OBIETTIVO DELL'ESERCIZIO
Riprendi il testo sulla Giornata Mondiale del Migrante e del Rifugiato e proseguilo a partire dall'ultima frase riportata.

Il 27 settembre ricorre la 106° Giornata Mondiale del Migrante e del Rifugiato che dal 1914 la Chiesa cattolica celebra ogni ultima domenica di settembre per dare attenzione alla vulnerabilità delle persone “in movimento”.
È l’occasione per diventare più consapevoli delle sfide che esse devono affrontare, ma anche delle opportunità che ogni migrazione offre.
Quest’anno il messaggio di papa Francesco recepisce le ulteriori difficoltà migratorie imposte dalle frontiere chiuse per la pandemia: «Quando si parla di migranti e di sfollati troppo spesso ci si ferma ai numeri. Ma non si tratta di numeri, si tratta di persone! Se le incontriamo arriveremo a conoscerle. E conoscendo le loro storie riusciremo a comprendere.
Potremo comprendere, per esempio, che quella precarietà che abbiamo sperimentato con sofferenza a causa della pandemia è un elemento costante della loro vita. Le paure e i pregiudizi – tanti pregiudizi – ci fanno mantenere le distanze e spesso ci impediscono di “farci prossimi” a loro. Avvicinarsi al prossimo spesso significa essere disposti a correre dei rischi, come ci hanno insegnato tanti dottori e infermiere negli ultimi mesi, e va oltre il puro senso del dovere. Nel mondo di oggi si moltiplicano i messaggi, però si sta perdendo l’attitudine ad ascoltare. Durante il 2020, per settimane il silenzio ha regnato nelle nostre strade. Un silenzio drammatico e inquietante, che però ci ha offerto l’occasione di ascoltare il grido di chi è più vulnerabile, degli sfollati e del nostro pianeta gravemente malato…».

DATI GREZZI
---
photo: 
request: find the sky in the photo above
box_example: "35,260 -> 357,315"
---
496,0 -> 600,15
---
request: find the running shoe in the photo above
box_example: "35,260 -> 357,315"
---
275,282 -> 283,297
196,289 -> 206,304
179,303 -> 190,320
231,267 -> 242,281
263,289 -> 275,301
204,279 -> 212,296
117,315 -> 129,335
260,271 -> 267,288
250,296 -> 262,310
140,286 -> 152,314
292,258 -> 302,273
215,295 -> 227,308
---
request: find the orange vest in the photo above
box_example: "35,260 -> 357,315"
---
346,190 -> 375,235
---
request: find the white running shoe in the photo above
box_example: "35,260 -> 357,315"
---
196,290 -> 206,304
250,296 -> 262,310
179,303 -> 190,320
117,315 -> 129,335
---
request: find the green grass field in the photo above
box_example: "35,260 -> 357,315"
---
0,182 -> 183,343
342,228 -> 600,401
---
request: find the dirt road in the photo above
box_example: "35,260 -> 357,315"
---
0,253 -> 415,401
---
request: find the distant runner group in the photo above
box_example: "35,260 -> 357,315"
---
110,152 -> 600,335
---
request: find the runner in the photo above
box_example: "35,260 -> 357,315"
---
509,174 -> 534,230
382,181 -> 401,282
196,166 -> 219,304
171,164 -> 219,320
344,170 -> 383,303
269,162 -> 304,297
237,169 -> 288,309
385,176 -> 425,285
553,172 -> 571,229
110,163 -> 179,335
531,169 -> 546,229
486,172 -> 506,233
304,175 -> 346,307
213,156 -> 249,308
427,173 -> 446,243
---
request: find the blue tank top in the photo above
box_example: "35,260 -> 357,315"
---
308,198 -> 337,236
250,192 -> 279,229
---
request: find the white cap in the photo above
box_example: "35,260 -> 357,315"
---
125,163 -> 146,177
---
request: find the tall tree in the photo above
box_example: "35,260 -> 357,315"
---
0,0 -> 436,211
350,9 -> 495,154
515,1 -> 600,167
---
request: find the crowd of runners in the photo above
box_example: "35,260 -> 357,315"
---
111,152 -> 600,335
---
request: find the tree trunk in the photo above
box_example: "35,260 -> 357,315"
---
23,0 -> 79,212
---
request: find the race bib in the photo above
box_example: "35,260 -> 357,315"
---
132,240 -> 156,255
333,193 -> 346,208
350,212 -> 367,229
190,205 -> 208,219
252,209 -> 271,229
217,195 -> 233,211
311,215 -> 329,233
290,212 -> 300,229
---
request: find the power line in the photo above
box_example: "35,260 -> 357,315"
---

SPAZIO RISPOSTA
Ma questo invito ad ascoltare e comprendere per condividere, promuovere e costruire non sembra pervadere il nuovo patto europeo su migrazione e asilo: la solidarietà imposta come “obbligo” anziché assunta come scelta consapevole rivela una preoccupante “carenza di umanità”.
Il senso di vulnerabilità e disorientante incertezza che noi abbiamo vissuto a causa di covid-19, e che ancora continuiamo a vivere, ci potrà davvero far crescere in umanità?
Ce lo auguriamo, per il 27 settembre … e oltre.